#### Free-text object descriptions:
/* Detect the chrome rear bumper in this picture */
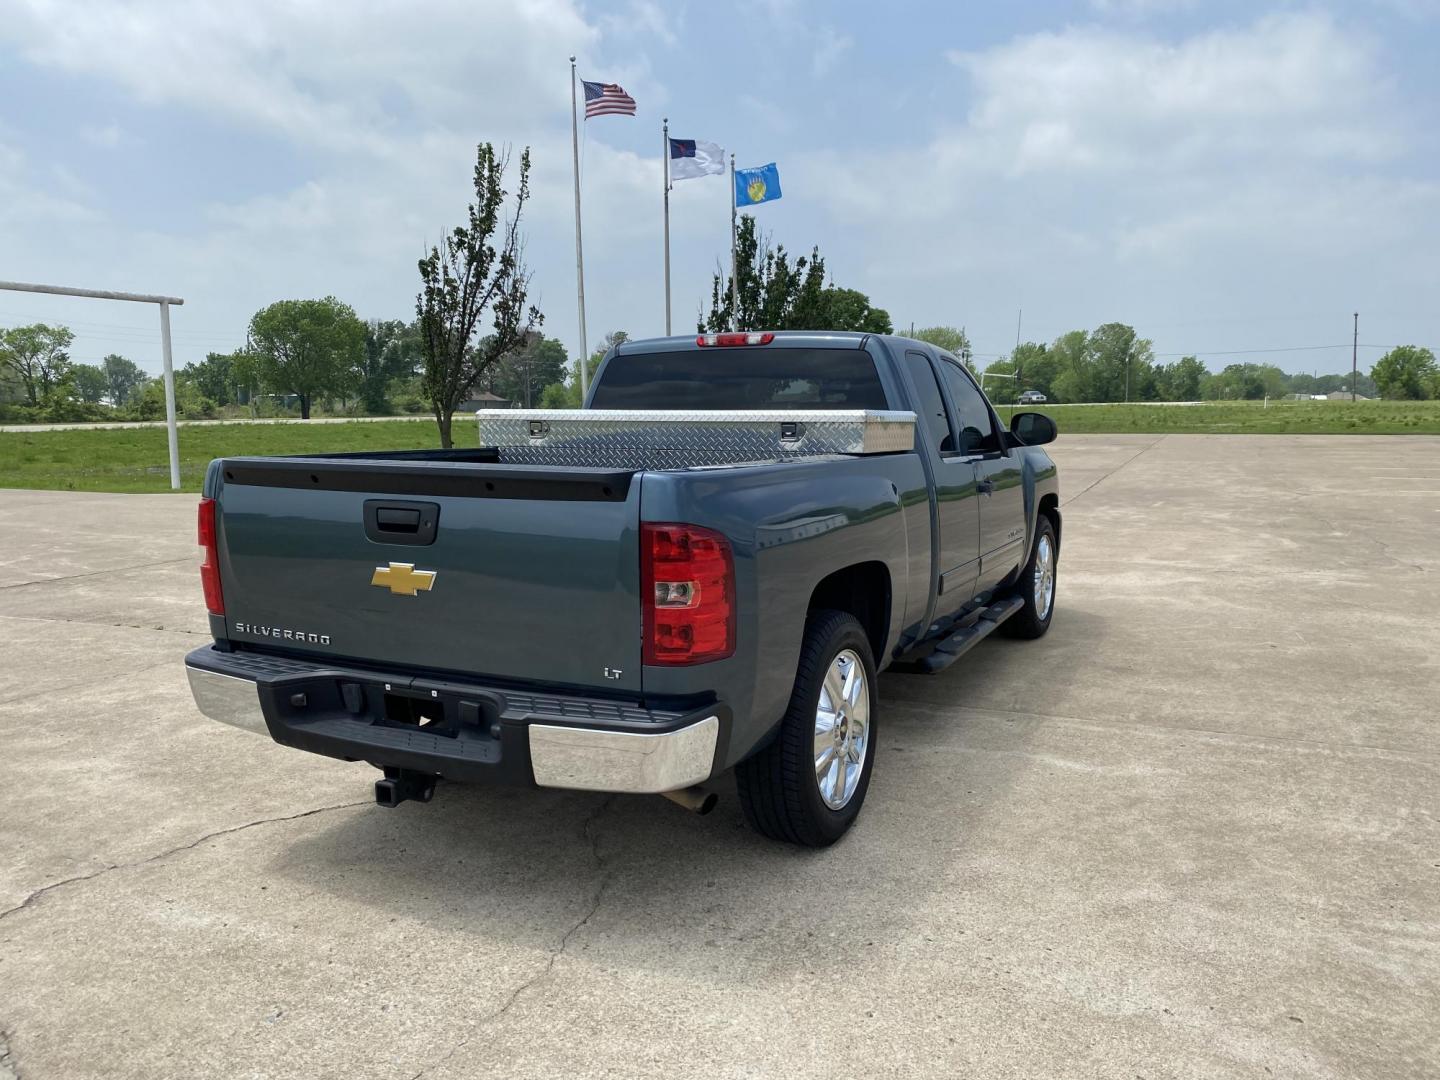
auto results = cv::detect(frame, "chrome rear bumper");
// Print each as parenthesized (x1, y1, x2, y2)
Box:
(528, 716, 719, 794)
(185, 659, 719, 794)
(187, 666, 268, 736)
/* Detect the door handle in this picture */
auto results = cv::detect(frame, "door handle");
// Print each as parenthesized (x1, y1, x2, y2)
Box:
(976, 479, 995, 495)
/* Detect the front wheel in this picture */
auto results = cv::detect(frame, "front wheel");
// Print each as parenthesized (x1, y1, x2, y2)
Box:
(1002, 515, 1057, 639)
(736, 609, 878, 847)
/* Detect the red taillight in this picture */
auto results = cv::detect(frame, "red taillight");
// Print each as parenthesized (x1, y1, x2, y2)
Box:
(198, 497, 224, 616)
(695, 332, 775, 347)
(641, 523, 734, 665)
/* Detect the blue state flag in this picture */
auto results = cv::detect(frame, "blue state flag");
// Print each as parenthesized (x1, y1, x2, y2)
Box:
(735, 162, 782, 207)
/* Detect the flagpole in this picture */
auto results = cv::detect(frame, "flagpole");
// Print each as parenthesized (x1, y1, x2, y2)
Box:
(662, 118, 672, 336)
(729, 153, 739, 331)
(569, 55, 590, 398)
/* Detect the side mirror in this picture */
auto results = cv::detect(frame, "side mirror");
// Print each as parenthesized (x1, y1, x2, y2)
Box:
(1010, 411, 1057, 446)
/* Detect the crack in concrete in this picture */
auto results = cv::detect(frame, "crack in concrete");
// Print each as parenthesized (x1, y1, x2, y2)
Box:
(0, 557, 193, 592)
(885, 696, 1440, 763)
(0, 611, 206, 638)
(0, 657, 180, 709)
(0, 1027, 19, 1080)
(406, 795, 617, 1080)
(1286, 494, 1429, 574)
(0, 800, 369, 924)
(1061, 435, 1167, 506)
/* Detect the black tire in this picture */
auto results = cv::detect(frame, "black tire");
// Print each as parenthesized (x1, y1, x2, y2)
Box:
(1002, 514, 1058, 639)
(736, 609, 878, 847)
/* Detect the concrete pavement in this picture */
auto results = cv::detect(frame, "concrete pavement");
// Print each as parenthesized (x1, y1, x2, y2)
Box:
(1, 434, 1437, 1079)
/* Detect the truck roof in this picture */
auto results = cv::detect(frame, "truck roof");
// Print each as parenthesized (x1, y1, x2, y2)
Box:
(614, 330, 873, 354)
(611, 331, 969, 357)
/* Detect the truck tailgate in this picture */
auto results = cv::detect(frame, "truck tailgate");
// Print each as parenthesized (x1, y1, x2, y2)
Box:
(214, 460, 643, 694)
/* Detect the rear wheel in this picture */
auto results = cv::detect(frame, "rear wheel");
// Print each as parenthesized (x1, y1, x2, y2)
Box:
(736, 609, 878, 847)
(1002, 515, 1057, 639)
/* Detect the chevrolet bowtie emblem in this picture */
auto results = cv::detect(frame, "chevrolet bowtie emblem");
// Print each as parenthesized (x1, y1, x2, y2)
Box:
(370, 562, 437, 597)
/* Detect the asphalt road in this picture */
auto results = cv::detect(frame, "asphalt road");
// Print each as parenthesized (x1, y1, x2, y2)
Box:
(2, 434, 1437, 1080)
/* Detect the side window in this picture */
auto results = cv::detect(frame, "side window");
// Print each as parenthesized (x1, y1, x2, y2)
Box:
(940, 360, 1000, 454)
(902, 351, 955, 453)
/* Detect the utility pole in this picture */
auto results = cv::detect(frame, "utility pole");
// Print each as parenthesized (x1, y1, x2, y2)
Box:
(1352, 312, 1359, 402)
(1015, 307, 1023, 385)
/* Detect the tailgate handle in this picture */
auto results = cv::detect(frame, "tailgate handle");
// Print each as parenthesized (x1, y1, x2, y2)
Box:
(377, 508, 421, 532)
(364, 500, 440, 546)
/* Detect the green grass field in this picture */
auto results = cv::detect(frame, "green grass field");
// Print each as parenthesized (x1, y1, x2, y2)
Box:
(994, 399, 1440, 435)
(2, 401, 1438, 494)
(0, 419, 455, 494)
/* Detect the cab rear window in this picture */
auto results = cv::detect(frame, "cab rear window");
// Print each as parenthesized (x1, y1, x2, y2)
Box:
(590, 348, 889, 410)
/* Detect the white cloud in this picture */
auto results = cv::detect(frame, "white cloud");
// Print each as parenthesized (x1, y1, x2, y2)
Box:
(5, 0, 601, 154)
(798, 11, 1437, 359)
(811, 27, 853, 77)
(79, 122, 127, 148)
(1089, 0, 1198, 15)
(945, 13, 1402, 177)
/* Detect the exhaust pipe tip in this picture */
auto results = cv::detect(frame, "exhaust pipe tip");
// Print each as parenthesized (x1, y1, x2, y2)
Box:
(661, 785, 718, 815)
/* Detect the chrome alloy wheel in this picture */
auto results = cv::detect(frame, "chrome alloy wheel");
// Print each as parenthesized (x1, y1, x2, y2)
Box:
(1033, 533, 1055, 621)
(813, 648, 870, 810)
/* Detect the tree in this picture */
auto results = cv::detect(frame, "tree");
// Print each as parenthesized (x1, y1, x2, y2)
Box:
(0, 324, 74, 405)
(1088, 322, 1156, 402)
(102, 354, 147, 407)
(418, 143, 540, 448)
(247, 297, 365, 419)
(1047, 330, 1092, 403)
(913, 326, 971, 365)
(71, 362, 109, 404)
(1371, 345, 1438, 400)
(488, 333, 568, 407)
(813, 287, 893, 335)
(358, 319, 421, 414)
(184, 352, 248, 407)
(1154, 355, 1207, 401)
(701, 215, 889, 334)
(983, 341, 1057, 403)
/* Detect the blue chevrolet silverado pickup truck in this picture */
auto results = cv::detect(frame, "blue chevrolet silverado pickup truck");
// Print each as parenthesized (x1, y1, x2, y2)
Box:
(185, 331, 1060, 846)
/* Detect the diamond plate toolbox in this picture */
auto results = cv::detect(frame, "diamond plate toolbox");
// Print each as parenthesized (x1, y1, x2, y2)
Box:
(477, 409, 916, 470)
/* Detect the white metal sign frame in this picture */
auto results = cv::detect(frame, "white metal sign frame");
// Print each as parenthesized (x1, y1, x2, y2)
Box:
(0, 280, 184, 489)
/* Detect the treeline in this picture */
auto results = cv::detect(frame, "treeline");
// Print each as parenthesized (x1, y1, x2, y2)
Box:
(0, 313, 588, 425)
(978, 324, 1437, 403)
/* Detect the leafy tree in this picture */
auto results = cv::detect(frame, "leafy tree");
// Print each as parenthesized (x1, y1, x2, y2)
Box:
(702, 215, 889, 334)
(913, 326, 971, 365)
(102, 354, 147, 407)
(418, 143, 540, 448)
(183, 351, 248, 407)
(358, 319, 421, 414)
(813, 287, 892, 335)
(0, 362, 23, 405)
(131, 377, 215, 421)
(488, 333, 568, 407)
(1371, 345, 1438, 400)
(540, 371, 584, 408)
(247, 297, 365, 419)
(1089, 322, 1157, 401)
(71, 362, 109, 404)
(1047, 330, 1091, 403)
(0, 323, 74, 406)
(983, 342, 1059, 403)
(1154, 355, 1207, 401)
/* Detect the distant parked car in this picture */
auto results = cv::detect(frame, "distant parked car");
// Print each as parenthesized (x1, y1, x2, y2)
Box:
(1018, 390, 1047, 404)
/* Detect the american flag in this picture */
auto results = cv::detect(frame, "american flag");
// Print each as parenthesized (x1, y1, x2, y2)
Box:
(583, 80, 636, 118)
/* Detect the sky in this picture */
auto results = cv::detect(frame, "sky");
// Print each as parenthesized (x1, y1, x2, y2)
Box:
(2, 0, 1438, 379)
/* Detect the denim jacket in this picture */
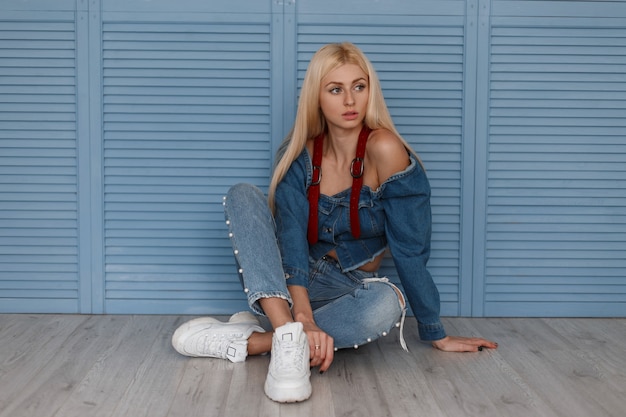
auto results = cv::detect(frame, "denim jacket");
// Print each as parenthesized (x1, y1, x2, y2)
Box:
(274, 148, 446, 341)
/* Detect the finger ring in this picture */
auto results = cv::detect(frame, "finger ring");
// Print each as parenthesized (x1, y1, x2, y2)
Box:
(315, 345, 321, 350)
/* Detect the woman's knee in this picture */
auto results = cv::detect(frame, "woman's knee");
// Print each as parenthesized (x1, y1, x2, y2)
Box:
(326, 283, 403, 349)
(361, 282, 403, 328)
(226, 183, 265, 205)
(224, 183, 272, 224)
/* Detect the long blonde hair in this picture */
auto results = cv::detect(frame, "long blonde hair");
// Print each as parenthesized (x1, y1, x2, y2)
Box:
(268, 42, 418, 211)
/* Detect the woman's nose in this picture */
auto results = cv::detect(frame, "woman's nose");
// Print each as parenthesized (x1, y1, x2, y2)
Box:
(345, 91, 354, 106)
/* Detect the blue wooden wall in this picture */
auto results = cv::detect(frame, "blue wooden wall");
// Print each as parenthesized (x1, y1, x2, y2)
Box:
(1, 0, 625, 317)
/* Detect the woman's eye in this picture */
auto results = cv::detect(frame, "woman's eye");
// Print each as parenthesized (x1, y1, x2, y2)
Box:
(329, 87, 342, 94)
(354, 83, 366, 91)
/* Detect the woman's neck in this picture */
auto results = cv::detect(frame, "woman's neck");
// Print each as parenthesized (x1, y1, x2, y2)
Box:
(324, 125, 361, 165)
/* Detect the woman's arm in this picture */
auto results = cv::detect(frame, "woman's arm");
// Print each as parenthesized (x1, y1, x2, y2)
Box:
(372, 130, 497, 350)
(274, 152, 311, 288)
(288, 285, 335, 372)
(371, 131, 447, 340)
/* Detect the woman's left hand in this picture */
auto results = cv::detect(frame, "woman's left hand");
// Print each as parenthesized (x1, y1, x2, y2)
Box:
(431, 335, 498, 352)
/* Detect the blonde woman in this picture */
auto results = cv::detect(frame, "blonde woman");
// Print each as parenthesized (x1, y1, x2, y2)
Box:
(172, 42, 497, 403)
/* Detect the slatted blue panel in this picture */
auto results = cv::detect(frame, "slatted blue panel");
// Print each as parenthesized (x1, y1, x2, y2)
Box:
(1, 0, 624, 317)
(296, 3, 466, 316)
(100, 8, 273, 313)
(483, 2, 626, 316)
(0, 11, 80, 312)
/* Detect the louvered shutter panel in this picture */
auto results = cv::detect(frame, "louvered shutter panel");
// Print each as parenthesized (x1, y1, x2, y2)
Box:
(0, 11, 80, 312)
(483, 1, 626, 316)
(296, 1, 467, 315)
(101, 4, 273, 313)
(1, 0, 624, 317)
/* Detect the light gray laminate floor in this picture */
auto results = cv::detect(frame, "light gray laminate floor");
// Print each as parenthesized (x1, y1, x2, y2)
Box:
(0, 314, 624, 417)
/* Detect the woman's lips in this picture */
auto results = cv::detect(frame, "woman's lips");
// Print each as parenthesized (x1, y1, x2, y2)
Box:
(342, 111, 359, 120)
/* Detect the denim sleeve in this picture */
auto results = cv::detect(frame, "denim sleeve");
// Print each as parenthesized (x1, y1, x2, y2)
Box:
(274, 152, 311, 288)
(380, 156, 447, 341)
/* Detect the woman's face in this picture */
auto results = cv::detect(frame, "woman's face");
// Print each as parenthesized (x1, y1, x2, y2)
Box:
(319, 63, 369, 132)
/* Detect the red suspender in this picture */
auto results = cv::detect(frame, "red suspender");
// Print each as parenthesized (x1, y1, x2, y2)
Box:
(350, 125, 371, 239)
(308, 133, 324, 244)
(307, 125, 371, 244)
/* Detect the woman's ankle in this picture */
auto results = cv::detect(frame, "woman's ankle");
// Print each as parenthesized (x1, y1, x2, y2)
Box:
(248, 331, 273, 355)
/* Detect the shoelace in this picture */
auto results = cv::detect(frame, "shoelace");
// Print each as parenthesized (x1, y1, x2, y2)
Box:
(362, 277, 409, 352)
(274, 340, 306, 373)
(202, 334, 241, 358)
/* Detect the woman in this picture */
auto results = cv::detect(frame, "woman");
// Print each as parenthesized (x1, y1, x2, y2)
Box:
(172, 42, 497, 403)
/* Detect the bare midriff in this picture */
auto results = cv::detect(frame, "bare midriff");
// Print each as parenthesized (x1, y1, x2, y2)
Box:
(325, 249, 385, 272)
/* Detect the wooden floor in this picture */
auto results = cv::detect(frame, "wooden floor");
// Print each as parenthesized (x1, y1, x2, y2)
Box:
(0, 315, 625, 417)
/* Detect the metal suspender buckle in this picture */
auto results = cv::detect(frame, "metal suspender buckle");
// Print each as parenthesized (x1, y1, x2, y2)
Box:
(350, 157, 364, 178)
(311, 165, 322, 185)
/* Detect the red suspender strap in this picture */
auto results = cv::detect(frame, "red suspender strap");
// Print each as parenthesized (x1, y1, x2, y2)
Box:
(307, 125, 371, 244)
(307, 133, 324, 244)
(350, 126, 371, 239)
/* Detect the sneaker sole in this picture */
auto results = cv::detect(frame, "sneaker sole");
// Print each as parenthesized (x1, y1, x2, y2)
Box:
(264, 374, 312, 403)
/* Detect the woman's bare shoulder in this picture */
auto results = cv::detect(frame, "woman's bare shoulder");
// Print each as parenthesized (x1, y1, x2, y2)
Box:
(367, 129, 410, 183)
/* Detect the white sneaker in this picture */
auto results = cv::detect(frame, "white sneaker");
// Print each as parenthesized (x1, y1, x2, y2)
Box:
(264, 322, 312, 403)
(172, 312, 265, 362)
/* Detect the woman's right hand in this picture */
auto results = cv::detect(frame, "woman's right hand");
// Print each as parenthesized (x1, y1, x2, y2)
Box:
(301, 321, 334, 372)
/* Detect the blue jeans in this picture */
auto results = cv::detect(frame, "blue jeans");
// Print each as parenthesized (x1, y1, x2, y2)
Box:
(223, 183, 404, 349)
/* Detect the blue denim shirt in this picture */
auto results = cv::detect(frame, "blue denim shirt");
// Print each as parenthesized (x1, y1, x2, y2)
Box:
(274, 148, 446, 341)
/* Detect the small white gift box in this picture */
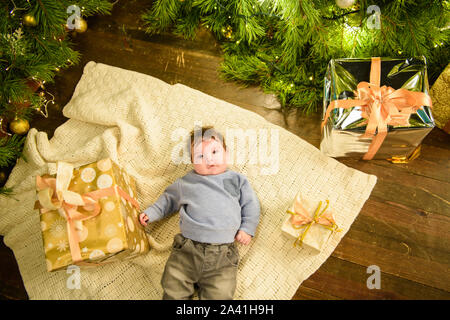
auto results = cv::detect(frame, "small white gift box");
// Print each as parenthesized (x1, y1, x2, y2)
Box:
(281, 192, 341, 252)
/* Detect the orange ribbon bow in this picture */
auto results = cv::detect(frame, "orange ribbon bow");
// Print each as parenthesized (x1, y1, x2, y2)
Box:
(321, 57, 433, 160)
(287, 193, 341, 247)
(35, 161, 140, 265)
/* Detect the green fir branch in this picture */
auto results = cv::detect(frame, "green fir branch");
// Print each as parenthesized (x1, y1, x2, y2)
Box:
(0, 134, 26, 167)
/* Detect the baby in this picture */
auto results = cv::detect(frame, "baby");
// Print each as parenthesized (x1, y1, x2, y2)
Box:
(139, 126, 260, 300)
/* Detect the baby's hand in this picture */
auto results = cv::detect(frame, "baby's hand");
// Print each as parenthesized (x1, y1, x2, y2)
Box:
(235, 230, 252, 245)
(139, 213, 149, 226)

#### EXERCISE DESCRIPTION:
Your task is to repeat the opening line of the entries above and each line after it, ending with the line that has "state flag in this picture */". Do not include the pictures.

#### ANSWER BOX:
/* Detect the chrome rear bumper in this picture */
auto results = cv::detect(frame, "chrome rear bumper");
// Print each as parenthesized (x1, y1, x2, y2)
Box:
(528, 716, 719, 794)
(185, 659, 719, 794)
(187, 666, 268, 736)
/* Detect the door handle in this picture */
auto results = cv::detect(frame, "door handle");
// Print each as parenthesized (x1, y1, x2, y2)
Box:
(976, 479, 995, 495)
/* Detect the front wheel in this picture */
auto results = cv::detect(frame, "front wheel");
// Print each as parenthesized (x1, y1, x2, y2)
Box:
(1002, 515, 1057, 639)
(736, 609, 878, 847)
/* Detect the red taillight in this picture */
auto results = cv::detect(frame, "red taillight");
// Print each as parenthesized (x1, y1, x2, y2)
Box:
(198, 497, 224, 616)
(695, 332, 775, 347)
(641, 523, 734, 665)
/* Detect the blue state flag in this picture */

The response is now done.